---------- DATA SHOWN

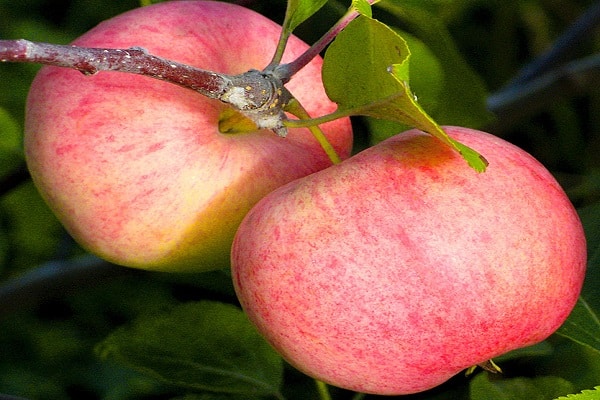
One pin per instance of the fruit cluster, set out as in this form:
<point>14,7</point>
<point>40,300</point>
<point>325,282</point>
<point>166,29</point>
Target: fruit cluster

--------------------
---------- DATA SHOWN

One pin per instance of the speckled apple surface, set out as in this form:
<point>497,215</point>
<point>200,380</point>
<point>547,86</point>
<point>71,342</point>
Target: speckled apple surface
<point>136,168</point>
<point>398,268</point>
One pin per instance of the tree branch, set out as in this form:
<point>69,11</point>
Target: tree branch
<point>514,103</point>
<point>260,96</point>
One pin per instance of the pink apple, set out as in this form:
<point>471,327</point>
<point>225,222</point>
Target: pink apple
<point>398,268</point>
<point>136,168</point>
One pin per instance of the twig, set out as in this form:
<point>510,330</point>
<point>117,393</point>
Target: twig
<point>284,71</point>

--------------------

Reproduce the lines of the entries above word for word, starting at the line that contains "One pin per instance of the fruit" and stopping after the line that contains "Target: fruit cluster".

One pin per instance of the fruit cluster, set out as in this form:
<point>14,7</point>
<point>40,300</point>
<point>325,282</point>
<point>166,29</point>
Target: fruit cluster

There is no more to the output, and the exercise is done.